* Raw records:
--*--

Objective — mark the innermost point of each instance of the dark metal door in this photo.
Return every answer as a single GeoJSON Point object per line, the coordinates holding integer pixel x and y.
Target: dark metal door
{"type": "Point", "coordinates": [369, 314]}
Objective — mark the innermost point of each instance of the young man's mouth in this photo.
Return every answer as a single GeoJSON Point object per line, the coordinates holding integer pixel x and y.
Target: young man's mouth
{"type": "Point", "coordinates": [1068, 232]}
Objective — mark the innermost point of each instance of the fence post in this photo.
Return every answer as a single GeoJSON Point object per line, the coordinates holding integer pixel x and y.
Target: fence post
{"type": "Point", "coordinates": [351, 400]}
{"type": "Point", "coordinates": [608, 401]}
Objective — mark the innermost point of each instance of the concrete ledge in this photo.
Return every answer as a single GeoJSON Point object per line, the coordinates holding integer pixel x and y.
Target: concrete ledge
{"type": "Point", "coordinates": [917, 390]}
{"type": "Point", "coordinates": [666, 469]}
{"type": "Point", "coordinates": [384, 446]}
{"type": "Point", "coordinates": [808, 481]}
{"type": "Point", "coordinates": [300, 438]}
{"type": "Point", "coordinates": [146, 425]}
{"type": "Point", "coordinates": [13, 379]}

--*--

* Directions:
Rescale the lines from the one containing "mouth in this photo." through the end of the records, both included, and write them all out again, requests included. Multiply every point coordinate in the answers by 1.4 and round each result to a whole number, with halves rounded up.

* Solved problem:
Objective — mark the innermost point of each instance of the young man's mouth in this photo.
Return every answer as a single GeoJSON Point object per line, the coordinates holding integer pixel x and y.
Target: young man's mouth
{"type": "Point", "coordinates": [1495, 325]}
Objective — mark the innermost point of each instance of the fence post in this photo.
Return every answer as a single GeoJSON Point object per line, the coordinates holding integer pixel x and y.
Target: fence post
{"type": "Point", "coordinates": [491, 560]}
{"type": "Point", "coordinates": [851, 561]}
Objective — mark the innermost point of each instance of the concrete ledge in this photo.
Return every answer as a single GeoJSON Point object per line, the coordinates holding integer pixel x and y.
Target: concrete ledge
{"type": "Point", "coordinates": [1284, 546]}
{"type": "Point", "coordinates": [932, 657]}
{"type": "Point", "coordinates": [538, 624]}
{"type": "Point", "coordinates": [1131, 673]}
{"type": "Point", "coordinates": [420, 613]}
{"type": "Point", "coordinates": [204, 595]}
{"type": "Point", "coordinates": [18, 531]}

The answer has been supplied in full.